SOURCE PASSAGE below:

View larger version (24K): [in this window] [in a new window]   FIG. 2. Outline of the organization of the major steroid biosynthetic pathways in the adrenal cortex. The area within the dotted square contains the core steroidogenic pathways, of which the left column shows the 5-pathway and the right column the 4-pathway, also used by ovarian theca cells. The top row shows the pathway to aldosterone; the middle row shows the zona fasciculata pathway to cortisol. The lower, darkly shaded row shows the zona reticularis steps to DHEA-S (SO4) and other 17-ketosteroids. Dotted pathways are considered to be relatively minor. Compound (Cmpd) S is 11-deoxycortisol; the 11-deoxy intermediate to aldosterone (deoxycorticosterone) is not shown. The steroidogenic enzymes are italicized. Cytochrome P450 enzyme steps are side chain cleavage (scc), 17-hydroxylase/17,20-lyase, 21-hydroxylase (21), 11ß-hydroxylase/18-hydroxylase-dehydrogenase (11, 18), and aromatase. Non-P450 enzyme steps are steroidogenic acute regulatory protein (StAR), 5-isomerase-3ß-hydroxysteroid dehydrogenase (3ß), 17ß-hydroxysteroid dehydrogenase (17ß), and sulfotransferase (ST). Clinically relevant electron transfer enzymes are P450 oxidoreductase (POR) and cytochrome b5 (b5).

Pubarche, the appearance of sexual hair, requires adrenarcheal levels of androgen but typically does not occur until shortly after the estrogen rise of true puberty (55). Premature pubarche refers to isolated pubarche before the age of 8 yr in girls (before 9 yr of age in boys) and traditionally has been considered an extreme variation of normal (56). It is ordinarily not accompanied by any other signs of puberty, other than possibly an increase in axillary body odor and microcomedonal acne. Sexual hair development increases slowly, and the bone age increases in proportion to linear growth. Because the pilosebaceous unit sensitivity to androgen is highly variable (57, 58), pubarche may occur at androgen levels that range from those of a young child (idiopathic premature pubarche) to elevated.

End of SOURCE PASSAGE.
RECORDS PROVIDED below:

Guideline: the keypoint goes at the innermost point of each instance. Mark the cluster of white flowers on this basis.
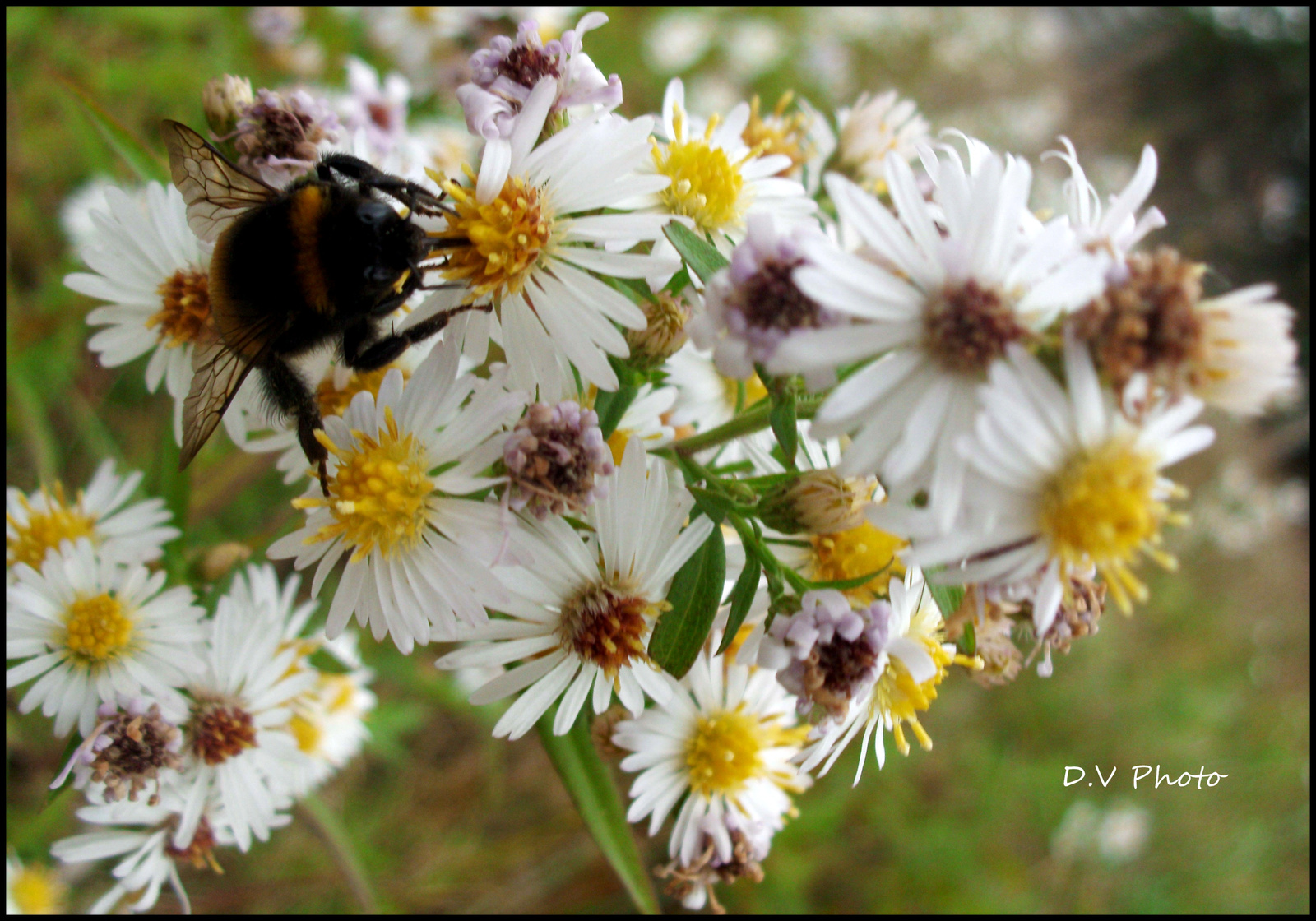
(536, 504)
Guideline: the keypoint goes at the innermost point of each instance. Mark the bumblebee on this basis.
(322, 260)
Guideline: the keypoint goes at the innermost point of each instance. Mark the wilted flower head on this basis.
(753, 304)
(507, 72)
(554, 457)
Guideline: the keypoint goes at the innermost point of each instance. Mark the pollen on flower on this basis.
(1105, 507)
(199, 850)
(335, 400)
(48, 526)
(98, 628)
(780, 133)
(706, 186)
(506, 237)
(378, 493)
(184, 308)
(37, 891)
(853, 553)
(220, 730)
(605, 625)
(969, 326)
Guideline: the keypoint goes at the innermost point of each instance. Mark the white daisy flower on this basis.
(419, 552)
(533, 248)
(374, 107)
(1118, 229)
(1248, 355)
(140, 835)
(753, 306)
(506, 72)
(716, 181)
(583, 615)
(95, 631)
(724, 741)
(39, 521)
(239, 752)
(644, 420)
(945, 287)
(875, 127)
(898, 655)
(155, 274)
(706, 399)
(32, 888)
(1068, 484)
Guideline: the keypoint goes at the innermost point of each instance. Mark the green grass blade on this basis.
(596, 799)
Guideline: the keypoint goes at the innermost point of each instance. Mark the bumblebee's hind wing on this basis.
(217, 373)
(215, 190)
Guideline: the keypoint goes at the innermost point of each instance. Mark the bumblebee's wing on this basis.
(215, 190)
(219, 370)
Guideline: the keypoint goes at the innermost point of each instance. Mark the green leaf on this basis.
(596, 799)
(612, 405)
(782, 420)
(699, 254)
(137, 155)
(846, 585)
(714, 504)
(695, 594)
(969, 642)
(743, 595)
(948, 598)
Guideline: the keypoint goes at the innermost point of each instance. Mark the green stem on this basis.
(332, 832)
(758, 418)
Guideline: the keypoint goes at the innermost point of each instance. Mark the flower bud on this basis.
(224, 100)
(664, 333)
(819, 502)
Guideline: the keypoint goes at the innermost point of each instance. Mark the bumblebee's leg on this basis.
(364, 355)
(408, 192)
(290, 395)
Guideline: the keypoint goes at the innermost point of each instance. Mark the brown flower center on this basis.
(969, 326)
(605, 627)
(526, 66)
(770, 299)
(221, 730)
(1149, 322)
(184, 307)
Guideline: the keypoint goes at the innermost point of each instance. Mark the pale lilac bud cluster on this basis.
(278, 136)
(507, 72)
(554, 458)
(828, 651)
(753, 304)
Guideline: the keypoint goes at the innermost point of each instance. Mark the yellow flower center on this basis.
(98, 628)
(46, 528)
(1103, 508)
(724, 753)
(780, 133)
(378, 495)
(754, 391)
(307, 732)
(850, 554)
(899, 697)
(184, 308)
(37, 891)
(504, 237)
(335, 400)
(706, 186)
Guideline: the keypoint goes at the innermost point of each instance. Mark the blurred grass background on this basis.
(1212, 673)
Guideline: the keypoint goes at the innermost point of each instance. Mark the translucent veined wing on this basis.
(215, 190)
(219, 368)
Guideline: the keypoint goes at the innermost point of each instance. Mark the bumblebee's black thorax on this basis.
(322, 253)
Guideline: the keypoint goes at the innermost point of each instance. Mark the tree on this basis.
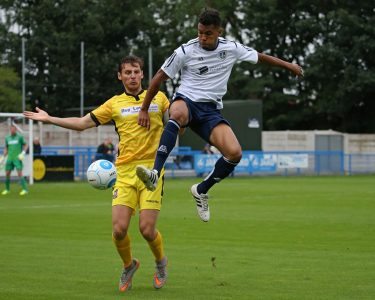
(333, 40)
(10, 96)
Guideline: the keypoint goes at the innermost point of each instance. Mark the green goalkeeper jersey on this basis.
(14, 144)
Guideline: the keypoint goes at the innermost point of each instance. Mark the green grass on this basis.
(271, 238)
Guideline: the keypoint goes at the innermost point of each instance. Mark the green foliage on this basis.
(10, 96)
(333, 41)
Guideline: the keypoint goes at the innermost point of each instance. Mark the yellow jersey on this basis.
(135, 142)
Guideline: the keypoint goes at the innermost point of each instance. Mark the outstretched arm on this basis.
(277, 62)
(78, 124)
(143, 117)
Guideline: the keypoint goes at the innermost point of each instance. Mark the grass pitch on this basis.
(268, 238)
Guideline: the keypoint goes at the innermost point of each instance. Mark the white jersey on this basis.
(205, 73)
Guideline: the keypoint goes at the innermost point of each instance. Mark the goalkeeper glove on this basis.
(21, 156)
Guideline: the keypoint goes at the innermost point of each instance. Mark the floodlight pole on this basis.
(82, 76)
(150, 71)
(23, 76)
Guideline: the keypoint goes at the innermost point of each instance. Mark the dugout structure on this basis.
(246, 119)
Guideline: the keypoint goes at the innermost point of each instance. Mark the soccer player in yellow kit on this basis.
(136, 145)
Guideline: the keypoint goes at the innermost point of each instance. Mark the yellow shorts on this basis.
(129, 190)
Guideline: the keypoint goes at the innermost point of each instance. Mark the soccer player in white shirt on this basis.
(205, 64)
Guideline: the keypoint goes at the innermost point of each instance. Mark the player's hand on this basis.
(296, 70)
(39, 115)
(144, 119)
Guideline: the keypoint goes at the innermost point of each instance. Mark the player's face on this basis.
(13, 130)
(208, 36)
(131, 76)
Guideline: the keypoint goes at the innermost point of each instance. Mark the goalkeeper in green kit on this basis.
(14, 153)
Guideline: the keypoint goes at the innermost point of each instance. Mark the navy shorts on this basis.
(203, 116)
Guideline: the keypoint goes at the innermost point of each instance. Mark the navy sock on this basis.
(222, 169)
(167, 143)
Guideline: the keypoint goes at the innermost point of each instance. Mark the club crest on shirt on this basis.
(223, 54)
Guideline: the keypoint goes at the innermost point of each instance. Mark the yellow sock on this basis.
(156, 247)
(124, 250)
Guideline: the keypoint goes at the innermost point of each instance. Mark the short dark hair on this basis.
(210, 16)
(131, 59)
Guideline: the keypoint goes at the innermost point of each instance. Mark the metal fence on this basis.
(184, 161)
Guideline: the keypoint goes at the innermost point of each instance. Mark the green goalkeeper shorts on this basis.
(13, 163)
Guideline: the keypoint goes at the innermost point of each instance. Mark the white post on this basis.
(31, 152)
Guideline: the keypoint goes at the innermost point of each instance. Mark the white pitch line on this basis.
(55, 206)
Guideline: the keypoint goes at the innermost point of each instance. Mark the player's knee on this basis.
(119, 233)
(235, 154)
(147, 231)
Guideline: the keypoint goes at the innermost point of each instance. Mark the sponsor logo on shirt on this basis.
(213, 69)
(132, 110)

End of RECORDS PROVIDED.

TASKS TO COMPLETE »
A. In the passage on adrenal steroids and pubarche, what age limit defines premature pubarche in girls?
B. Extend the passage on adrenal steroids and pubarche with the next few sentences.

SOLVED TASKS »
A. Before the age of 8 years.

B.
Premature adrenarche is the term applied to otherwise unexplained premature pubarche with a plasma steroid pattern indicative of adrenarche (Table 1) (www.esoterix.com) (43, 47, 57, 59, 60). This is traditionally indicated by a DHEA-S level above 40 µg/dl, which is above normal for 1- to 5-yr-olds and above average for 6- to 8-yr-olds although within normal limits for early puberty (57). It is accompanied by an above-average DHEA level and minimal if any elevation of other androgens. The plasma steroid responses to ACTH parallel these changes, with rises of 17-hydroxypregnenolone and DHEA predominating. Corresponding to the trend of androgen levels, children who have premature adrenarche tend to have an above-average but normal growth rate and bone age. It is unclear whether premature adrenarche is simply due to advanced onset of normal zona reticularis development or an early manifestation of the zona reticularis overactivity that is the first manifestation of persistent functional adrenal hyperandrogenism.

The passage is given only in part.